## REQUEST
Set out every line of the items below as a Markdown table with the columns Row and Line, numbering the rows and leaving out blank lines. Omit the pictures from the table.
========================================================================
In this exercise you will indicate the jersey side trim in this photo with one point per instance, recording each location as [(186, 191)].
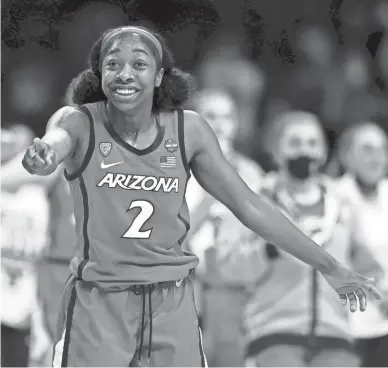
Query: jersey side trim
[(181, 138), (90, 150), (69, 322), (85, 203)]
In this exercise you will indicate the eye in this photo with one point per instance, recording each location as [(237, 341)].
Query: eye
[(140, 64), (113, 63)]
========================================================================
## TASK OUTPUT
| Row | Line |
|---|---|
| 1 | In this exercise you will indicate the jersey side trim in this photo with one point per instance, recording each location as [(186, 191)]. |
| 2 | Query: jersey side trim |
| 3 | [(181, 138), (90, 150), (69, 322), (85, 203)] |
| 4 | In this exercise you will indicate the eye in this photo with one point per instance, recording each location as [(237, 341)]. |
| 5 | Query: eye |
| 6 | [(140, 64), (113, 63)] |